MNCDUIT.COM JAKARTA. Sejumlah emiten BUMN Karya melaporkan pencapaian nilai kontrak baru (NKB) hingga Mei 2025. Angka-angka ini menjadi sorotan dalam evaluasi prospek sektor konstruksi di tengah tantangan ekonomi.
PT Pembangunan Perumahan Tbk (PTPP) memimpin dengan membukukan kontrak baru senilai Rp 7,65 triliun, yang setara dengan 26,9% dari target tahunan perusahaan. Sementara itu, emiten konstruksi lainnya juga mencatatkan perolehan kontrak yang signifikan. PT Wijaya Karya Tbk (WIKA) meraih Rp 3,37 triliun, PT Adhi Karya Tbk (ADHI) sebesar Rp 2,6 triliun, PT Waskita Karya Tbk (WSKT) Rp 1,2 triliun, dan PT Wijaya Karya Bangunan Gedung Tbk (WEGE) Rp 100 miliar.

KUMPULAN DATA:
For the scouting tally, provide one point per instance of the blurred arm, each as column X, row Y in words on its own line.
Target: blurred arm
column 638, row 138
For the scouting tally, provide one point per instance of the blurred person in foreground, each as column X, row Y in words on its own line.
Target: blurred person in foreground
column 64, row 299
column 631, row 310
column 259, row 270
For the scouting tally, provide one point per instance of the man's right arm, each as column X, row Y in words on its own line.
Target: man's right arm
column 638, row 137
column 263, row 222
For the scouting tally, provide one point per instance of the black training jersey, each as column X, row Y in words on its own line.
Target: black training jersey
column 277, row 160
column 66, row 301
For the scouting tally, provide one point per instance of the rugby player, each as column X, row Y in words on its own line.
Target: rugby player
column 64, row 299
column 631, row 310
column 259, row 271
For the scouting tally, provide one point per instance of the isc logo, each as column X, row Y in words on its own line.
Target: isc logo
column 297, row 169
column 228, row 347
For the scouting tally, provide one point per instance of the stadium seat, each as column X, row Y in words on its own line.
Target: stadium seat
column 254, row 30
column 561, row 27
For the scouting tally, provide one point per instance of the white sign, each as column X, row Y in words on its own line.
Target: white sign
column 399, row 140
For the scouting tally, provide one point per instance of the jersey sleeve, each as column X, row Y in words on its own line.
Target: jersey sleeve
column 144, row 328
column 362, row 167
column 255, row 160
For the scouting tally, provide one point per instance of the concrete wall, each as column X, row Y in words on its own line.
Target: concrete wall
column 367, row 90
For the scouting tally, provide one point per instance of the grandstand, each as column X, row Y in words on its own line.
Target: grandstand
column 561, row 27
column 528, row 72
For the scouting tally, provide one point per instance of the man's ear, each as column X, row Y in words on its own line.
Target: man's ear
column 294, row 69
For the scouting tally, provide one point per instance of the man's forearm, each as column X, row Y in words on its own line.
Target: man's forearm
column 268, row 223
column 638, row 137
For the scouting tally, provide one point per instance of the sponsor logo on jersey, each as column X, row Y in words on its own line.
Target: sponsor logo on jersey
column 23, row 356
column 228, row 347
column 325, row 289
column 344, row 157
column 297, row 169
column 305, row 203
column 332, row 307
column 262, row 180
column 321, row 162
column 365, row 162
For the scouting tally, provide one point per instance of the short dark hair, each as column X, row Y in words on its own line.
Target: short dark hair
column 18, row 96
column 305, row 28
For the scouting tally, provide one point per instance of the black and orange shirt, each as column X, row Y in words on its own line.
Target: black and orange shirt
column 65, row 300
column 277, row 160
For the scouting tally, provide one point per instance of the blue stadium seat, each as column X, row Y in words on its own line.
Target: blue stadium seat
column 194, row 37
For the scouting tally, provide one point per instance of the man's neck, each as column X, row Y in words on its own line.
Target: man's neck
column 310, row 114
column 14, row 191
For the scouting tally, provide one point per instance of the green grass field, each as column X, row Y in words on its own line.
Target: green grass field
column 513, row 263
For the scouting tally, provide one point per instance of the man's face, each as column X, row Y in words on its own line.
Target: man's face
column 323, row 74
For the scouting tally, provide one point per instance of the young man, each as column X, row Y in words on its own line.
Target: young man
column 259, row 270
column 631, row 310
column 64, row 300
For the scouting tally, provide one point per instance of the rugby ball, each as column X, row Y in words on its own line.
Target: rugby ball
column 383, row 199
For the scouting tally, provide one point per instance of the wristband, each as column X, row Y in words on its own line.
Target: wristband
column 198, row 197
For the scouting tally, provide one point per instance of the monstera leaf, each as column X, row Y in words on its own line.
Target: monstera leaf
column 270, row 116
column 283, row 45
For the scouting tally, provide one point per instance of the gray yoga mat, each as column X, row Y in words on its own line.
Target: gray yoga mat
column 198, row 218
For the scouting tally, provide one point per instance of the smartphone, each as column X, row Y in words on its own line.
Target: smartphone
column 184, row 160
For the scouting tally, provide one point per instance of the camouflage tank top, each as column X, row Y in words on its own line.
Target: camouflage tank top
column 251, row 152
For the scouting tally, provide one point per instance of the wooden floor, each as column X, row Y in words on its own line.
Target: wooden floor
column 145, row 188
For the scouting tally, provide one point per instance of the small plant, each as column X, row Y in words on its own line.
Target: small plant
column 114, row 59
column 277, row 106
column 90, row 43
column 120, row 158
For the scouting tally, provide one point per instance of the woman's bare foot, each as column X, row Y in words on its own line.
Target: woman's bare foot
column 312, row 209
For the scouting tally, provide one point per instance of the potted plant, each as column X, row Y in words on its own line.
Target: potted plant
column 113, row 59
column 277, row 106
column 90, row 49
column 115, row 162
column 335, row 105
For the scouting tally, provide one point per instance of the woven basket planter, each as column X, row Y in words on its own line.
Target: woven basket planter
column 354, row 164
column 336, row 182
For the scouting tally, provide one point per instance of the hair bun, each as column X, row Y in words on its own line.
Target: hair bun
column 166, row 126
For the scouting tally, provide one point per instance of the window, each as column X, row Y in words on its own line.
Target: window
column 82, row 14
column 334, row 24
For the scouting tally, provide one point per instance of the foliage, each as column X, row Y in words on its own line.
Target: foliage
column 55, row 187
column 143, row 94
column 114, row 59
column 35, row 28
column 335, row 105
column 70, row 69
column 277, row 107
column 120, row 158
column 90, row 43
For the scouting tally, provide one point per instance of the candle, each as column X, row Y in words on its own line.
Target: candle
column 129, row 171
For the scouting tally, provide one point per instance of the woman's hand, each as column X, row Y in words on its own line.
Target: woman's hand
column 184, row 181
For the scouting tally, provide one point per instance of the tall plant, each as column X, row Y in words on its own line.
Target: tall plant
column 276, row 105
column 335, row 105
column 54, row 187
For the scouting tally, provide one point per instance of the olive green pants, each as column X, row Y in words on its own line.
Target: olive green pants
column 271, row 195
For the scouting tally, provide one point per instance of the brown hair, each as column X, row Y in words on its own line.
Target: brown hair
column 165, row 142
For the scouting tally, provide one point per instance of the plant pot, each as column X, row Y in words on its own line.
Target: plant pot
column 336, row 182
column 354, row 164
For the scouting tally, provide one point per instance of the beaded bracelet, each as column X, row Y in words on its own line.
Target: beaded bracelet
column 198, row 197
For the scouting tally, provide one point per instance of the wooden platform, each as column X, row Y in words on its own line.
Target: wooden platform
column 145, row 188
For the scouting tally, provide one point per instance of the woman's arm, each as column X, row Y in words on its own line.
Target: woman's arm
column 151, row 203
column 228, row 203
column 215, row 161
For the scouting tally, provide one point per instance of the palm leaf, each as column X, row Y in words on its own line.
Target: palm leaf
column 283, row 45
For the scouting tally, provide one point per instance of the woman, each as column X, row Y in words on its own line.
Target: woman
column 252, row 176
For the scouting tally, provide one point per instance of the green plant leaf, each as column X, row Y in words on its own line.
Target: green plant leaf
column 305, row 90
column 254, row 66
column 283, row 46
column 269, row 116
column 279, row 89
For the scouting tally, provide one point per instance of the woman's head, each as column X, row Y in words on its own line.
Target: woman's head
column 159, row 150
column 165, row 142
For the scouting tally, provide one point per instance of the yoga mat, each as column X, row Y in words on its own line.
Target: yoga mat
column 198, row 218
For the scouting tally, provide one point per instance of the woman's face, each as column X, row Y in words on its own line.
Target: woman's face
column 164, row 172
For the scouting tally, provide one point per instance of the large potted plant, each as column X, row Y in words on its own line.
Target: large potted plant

TUJUAN LATIHAN: Lanjutkan kutipan tentang kontrak baru emiten BUMN Karya, mulai tepat setelah kalimat terakhirnya.

HASIL TUGAS:
Meski demikian, capaian ini dinilai belum sepenuhnya memuaskan. Senior Equity Research Kiwoom Sekuritas Indonesia, Sukarno Alatas, menyoroti bahwa realisasi kontrak baru BUMN Karya hingga Mei 2025 justru mengalami penurunan dibandingkan periode yang sama tahun lalu. Menurutnya, kondisi ini sebagian besar disebabkan oleh belum jelasnya arah kebijakan pemerintah terkait kelanjutan proyek-proyek infrastruktur strategis. “Peluang BUMN Karya untuk mencapai target NKB tahun 2025 cukup menantang dan berpotensi sulit terpenuhi, kecuali terjadi akselerasi signifikan dalam perolehan kontrak di sisa tahun ini,” ujar Sukarno kepada Kontan.co.id, Senin (16/6).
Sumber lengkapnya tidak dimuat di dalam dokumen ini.